§ **SET PROBLEM 1**: In the excerpt on porting CM Fortran codes to HPF, condense the paragraph beginning "Many CM Fortran codes use the FORALL construct" into two shorter sentences that keep its main facts.
§ **SET PROBLEM 2**: Reproduce the excerpt on porting CM Fortran codes to HPF between "5.3 FORALL Construct" and "current HPF compilers.", inclusive, substituting "early HPF compilers" for "Subset HPF compilers".
§ **SET PROBLEM 3**: Pick up the excerpt on porting CM Fortran codes to HPF after its last sentence and continue it.

--- begin EXCERPT PROVIDED ---

Many CM Fortran codes use CMF_ORDER utility routine [24], This routine places the rank of each 
element along the specified axis of a source array into the corresponding element of the destination 
array, under the control of a logical mask and is used as 

CALL CMF_ORDER (DEST, SOURCE, AXIS, MASK) 

This routine returns a rank vector. The routine close to this functionality is GRADE_UP routine from 
the HPF Library. However, it requires a permutation of the input array indices that describes the 
ordering. 

5.3 FORALL Construct 

Many CM Fortran codes use the FORALL construct [26], Currently, Subset HPF compilers don’t 
provide this construct. Therefore the FORALL construct in CM Fortran codes needs to be converted 
to FORALL statements. Many CM Fortran codes could not be ported to HPF because the FORALL 
construct is not included with current HPF compilers.

--- end EXCERPT PROVIDED ---
--- begin PROVIDED DATA ---

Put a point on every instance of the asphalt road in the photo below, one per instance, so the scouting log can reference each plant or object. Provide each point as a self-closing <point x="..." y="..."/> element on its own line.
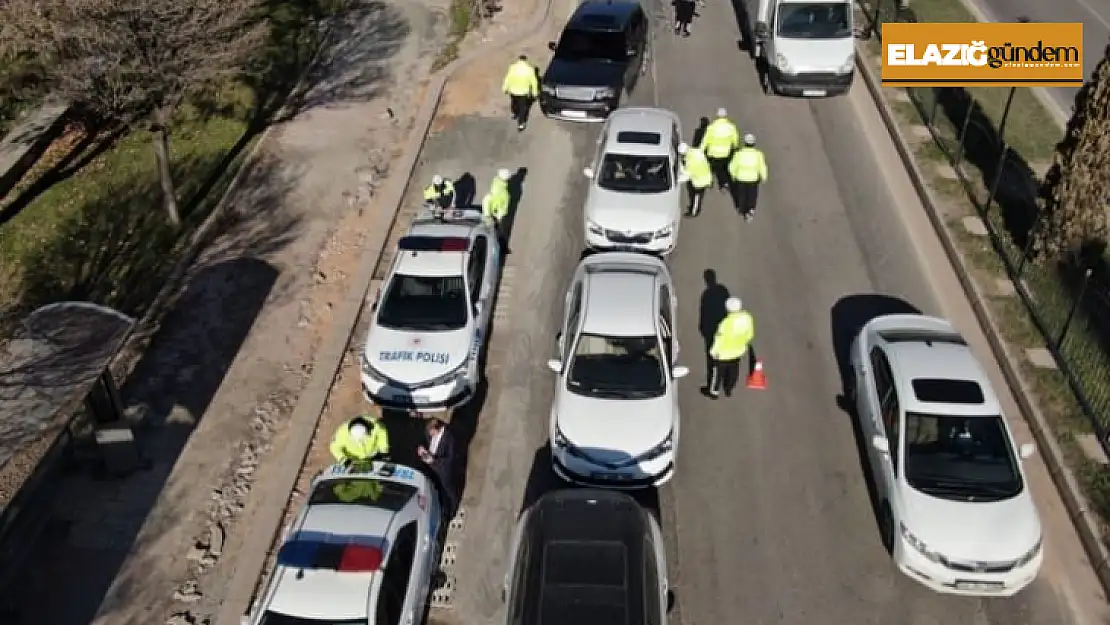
<point x="1095" y="14"/>
<point x="768" y="518"/>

--- end PROVIDED DATA ---

§ **RESULT 1**: Many CM Fortran codes use the FORALL construct, but current Subset HPF compilers don't provide it, so it must be converted to FORALL statements. Because current HPF compilers lack the construct, many CM Fortran codes could not be ported to HPF.

§ **RESULT 2**:
5.3 FORALL Construct 

Many CM Fortran codes use the FORALL construct [26], Currently, early HPF compilers don’t 
provide this construct. Therefore the FORALL construct in CM Fortran codes needs to be converted 
to FORALL statements. Many CM Fortran codes could not be ported to HPF because the FORALL 
construct is not included with current HPF compilers.

§ **RESULT 3**:
5.4 Canonical Array Layout 

In CM Fortran, by default, for every CM fortran array the CM Run-Time System (CMRTS) uses a 
canonical data distribution. It is not necessary to use layout directives for CM Fortran arrays. The 
CMRTS uses block layout of elements as opposed to cyclical layout. In HPF, compilers don’t 
distribute arrays by default and, in fact, they are replicated. For porting CMF codes to HPF, it is 
necessary to insert HPF mapping directives to distribute the data. Code of Figure 7 relies on canonical 
distribution feature of CM Fortran and therefore does not use layout directive. However, port of the 
code in HPF is shown in Figure 8 and uses TEMPLATE, ALIGN, and DISTRIBUTE directives of 
HPF. It is recommended to vendors to include canonical alignment and canonical distribution as 
default in HPF compilers. 

5.5 CMSSL Library 

Most of production codes running on CM-2 or CM-2 use routines from the CMSSL [25].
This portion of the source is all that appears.